━━━━━ Trecho da página ━━━━━
Em uma América Latina com gravíssimos problemas sociais, níveis de pobreza que, em 2005, chegaram a atingir 41% da população (superior aos 40%, de 1980) e a pior desigualdade social do planeta (os 10% mais ricos têm 48 % da renda enquanto os 10% mais pobres, apenas 1,6%), o voluntariado pode ser uma ferramenta poderosa para ajudar nas políticas públicas antipobreza. Para tanto é necessário abrir-se para uma visão renovada sobre a sua importância na América latina. E este é o propósito das seguintes teorias:
Primeira teoria: O voluntariado é um grande produtor de bens e serviços sociais
 
Uma pesquisa da universidade norte-americana Johns Hopkins em 35 países mostrou que as ONGs envolvem aproximadamente 20% da população adulta e geram cerca de 5% do PIB desses países. Se somarmos tudo que produzem as ONGs desse universo, o total equivaleria á sétima maior economia do mundo. O Unicef estima que, no ano de 2000, por exemplo, cerca de 10 milhões de voluntários tenham vacinado 550 milhões de crianças no mundo. O resultado de todo este trabalho, se quantificado em termos financeiros, pode ser avaliado em cerca de 10 milhões de dólares.
Na América Latina, o aporte das organizações apoiadas em voluntariado supera 2% do PIB de países como Argentina e Brasil. E isto é apenas uma parte do que as organizações voluntárias poderiam gerar se fossem divulgadas, apoiadas, estimuladas e capacitadas.
Segunda teoria: O voluntariado é o capital social em ação.
 
Há um amplo consenso de que uma das forças motoras do desenvolvimento é o capital social, composto basicamente por confiança, associativismo, civismo e valores éticos. O voluntariado é capital social em ação. Nasce de valores éticos positivos, do associativismo e da maturidade cívica. As organizações voluntárias se apóiam na confiança mútua entre seus integrantes e na confiança que a sociedade deposita nelas.
A experiência voluntária fortalece o civismo. Estudos mostram que quando os jovens participam de atividades voluntárias ou têm pais que o fazem, aumentam consideravelmente as possibilidades de que eles venham a se transformar em adultos socialmente responsáveis.
━━━━━
> [Tarefas]
(a) Transcreva fielmente do trecho sobre voluntariado a passagem que vai de "Uma pesquisa da" até "estimuladas e capacitadas.", incluindo essas palavras.
(b) Responda, por favor, às perguntas abaixo com base no trecho sobre voluntariado:
(i) Que percentual da população da América Latina o nível de pobreza chegou a atingir em 2005?
(ii) Segundo a estimativa do Unicef, quantas crianças foram vacinadas por voluntários no ano de 2000?
(iii) De que se compõe basicamente o capital social?
Use apenas o trecho sobre voluntariado como fonte.
━━━━━ Dados registrados ━━━━━
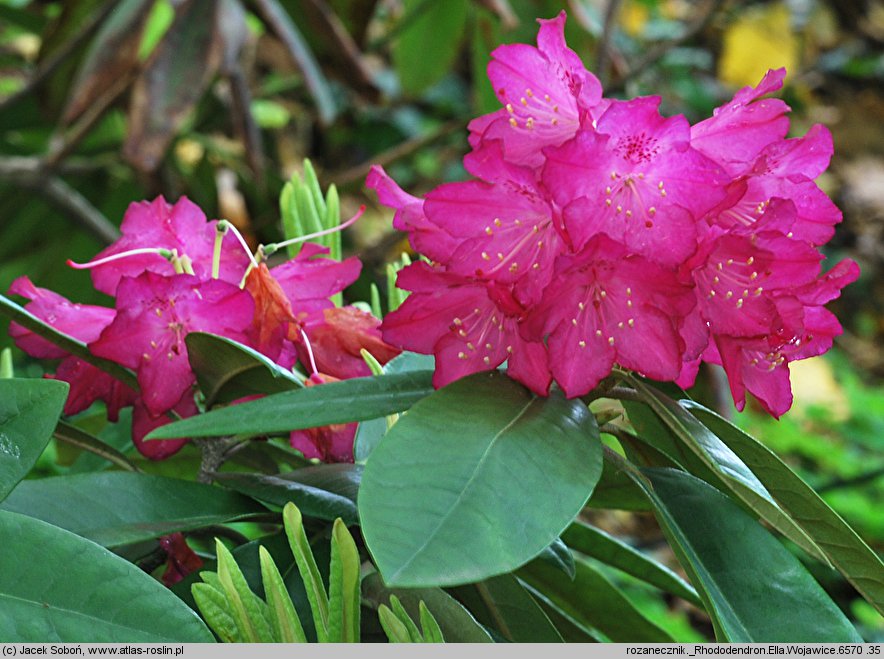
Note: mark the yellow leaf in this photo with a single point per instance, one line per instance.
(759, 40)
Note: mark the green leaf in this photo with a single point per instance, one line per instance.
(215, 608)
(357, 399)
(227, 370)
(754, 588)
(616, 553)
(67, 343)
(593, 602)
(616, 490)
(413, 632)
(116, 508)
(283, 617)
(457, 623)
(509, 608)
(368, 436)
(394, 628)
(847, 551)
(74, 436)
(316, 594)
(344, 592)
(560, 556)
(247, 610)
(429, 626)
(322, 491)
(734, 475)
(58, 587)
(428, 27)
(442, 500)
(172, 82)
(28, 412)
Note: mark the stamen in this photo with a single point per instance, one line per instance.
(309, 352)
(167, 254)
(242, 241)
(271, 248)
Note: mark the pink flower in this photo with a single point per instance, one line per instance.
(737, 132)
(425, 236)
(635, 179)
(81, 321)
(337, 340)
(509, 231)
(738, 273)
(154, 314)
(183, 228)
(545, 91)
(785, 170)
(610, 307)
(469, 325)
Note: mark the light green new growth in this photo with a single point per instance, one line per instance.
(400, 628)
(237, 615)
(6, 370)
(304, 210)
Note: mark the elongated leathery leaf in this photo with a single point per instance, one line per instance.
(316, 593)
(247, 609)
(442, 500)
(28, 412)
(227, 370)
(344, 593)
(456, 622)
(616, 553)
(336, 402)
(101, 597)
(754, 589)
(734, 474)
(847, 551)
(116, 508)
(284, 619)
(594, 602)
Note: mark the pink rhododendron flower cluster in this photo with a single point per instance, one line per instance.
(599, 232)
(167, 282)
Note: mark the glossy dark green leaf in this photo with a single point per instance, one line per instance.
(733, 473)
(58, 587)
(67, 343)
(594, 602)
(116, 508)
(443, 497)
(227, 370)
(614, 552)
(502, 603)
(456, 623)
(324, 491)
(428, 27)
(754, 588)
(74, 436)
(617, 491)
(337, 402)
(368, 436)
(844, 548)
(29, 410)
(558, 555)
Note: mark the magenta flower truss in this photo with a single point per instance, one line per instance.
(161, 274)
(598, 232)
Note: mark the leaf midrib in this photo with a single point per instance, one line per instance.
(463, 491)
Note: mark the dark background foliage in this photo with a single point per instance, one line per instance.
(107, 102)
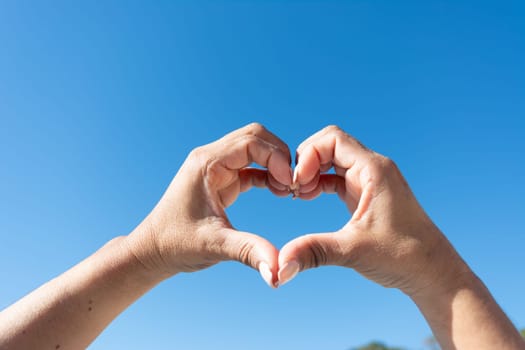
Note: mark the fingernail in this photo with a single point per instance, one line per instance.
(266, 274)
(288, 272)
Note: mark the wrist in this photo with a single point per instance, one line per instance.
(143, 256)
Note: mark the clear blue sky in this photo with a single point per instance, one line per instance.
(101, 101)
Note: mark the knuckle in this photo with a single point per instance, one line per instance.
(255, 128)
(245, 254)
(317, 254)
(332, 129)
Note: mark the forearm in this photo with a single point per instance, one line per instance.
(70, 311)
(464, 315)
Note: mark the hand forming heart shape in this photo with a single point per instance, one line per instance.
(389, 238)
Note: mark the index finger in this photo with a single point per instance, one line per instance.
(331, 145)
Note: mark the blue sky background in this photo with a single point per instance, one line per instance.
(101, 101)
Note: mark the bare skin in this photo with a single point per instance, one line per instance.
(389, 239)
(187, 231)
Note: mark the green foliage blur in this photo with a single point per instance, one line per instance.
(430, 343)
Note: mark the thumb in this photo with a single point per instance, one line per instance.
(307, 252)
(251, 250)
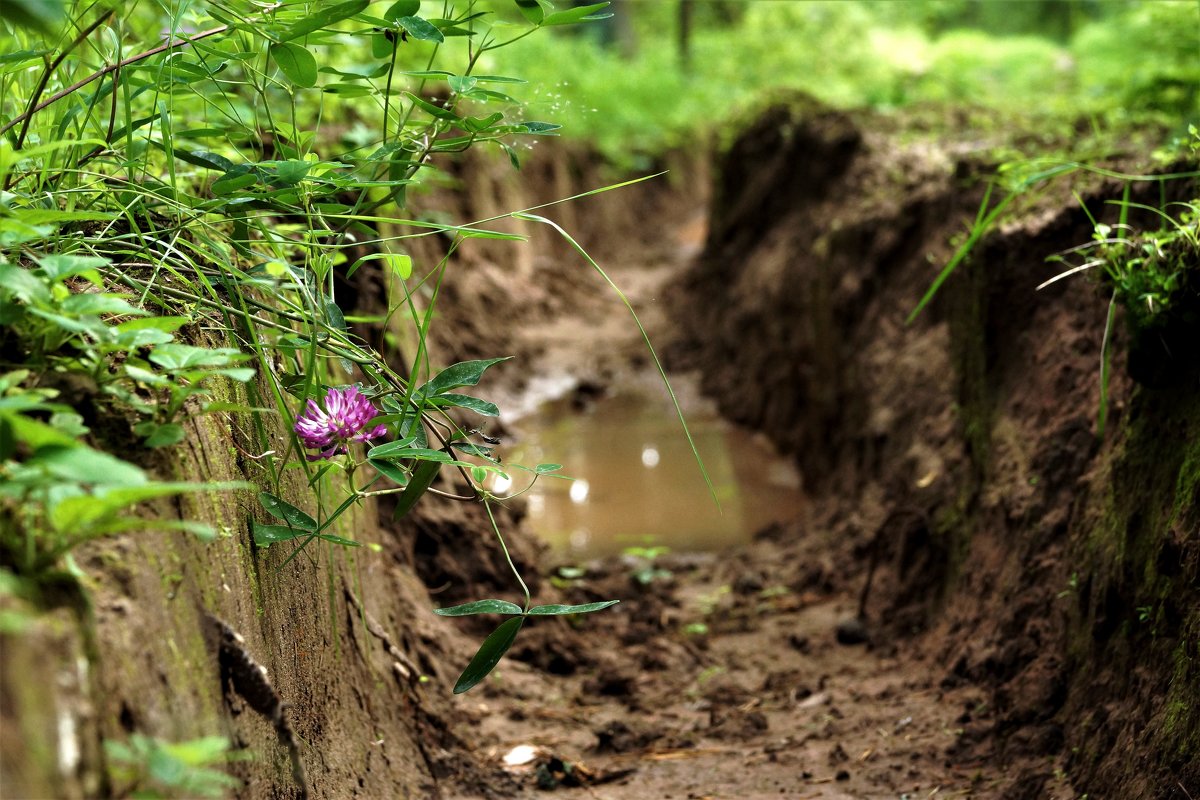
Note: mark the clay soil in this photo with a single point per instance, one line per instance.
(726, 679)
━━━━━
> [Respostas por tarefa]
(a)
Uma pesquisa da universidade norte-americana Johns Hopkins em 35 países mostrou que as ONGs envolvem aproximadamente 20% da população adulta e geram cerca de 5% do PIB desses países. Se somarmos tudo que produzem as ONGs desse universo, o total equivaleria á sétima maior economia do mundo. O Unicef estima que, no ano de 2000, por exemplo, cerca de 10 milhões de voluntários tenham vacinado 550 milhões de crianças no mundo. O resultado de todo este trabalho, se quantificado em termos financeiros, pode ser avaliado em cerca de 10 milhões de dólares.
Na América Latina, o aporte das organizações apoiadas em voluntariado supera 2% do PIB de países como Argentina e Brasil. E isto é apenas uma parte do que as organizações voluntárias poderiam gerar se fossem divulgadas, apoiadas, estimuladas e capacitadas.

(b)
(i) 41% da população.
(ii) Cerca de 550 milhões de crianças.
(iii) De confiança, associativismo, civismo e valores éticos.